**SOURCE EXTRACT:**
"""

Tuesday, March 31, 2015

Needle in a haystack: searching from the Windows command line

A key part of security involves basic command line skills. Read on for some tips for command-line searches on Windows.
Part of network security involves fancy technology, specialized devices, and ever-advancing techniques. The crooks are constantly improving their craft, and so must the defenders. But an equally important part of security involves mundane and boring tasks, tasks such as looking through log files for indications that something undesirable happened or that someone has gained unauthorized access - i.e. Forensics 101.

There are a myriad tools available for searching, whether on Windows, Linux, or Mac. I am of the opinion that a security expert (or system administrator) needs to understand the command line and built-in tools first. There are times when you don't have the luxury of installing or using custom tools and have to make do with what comes on the operating system. If that system is Windows, you get Find and Findstr.

Find and Findstr are built-in, Windows command line utilities for searching text files for specific strings. They have different features, and different limitations.

"""

**TASKS TO PERFORM:**
[1] Rewrite the post on Windows command-line searches between "There are a" and "Find and Findstr.", inclusive, substituting "native utilities" for "built-in tools".
[2] Answer these questions from the post on Windows command-line searches:
(a) On what date was the post published?
(b) What label does the post give to mundane tasks such as looking through log files for signs of unauthorized access?
(c) Which two built-in utilities does Windows provide for searching text files for specific strings?

**STORED RECORDS:**
"""

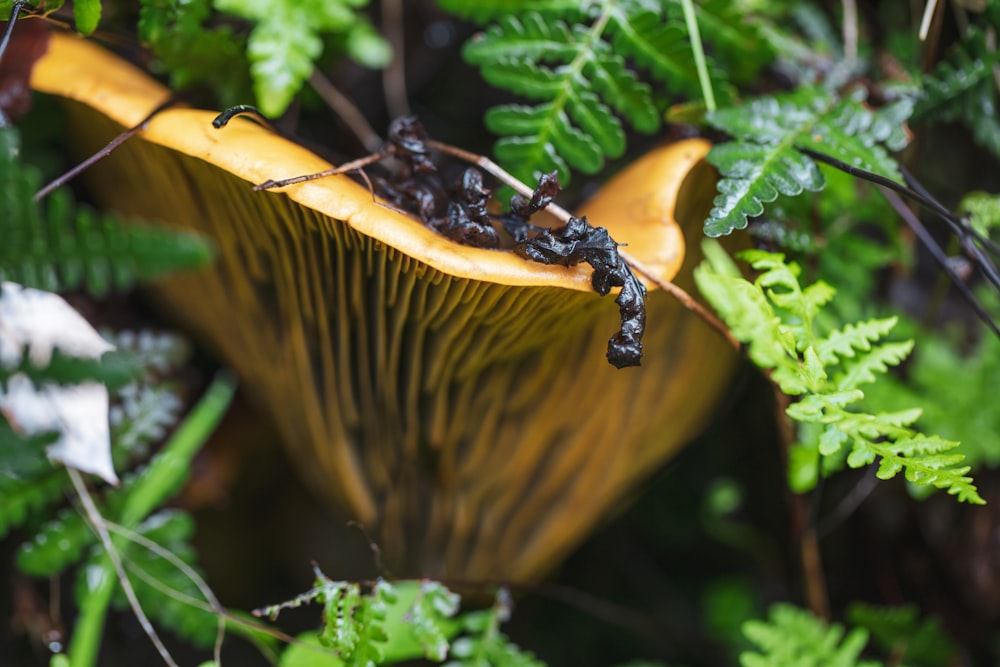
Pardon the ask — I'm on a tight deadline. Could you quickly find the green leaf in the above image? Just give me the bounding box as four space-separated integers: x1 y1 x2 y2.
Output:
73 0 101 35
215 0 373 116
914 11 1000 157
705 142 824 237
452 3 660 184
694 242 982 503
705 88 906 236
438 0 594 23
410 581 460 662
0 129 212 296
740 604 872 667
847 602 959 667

"""

**TASK RESPONSES:**
[1]
There are a myriad tools available for searching, whether on Windows, Linux, or Mac. I am of the opinion that a security expert (or system administrator) needs to understand the command line and native utilities first. There are times when you don't have the luxury of installing or using custom tools and have to make do with what comes on the operating system. If that system is Windows, you get Find and Findstr.

[2]
(a) Tuesday, March 31, 2015.
(b) Forensics 101.
(c) Find and Findstr.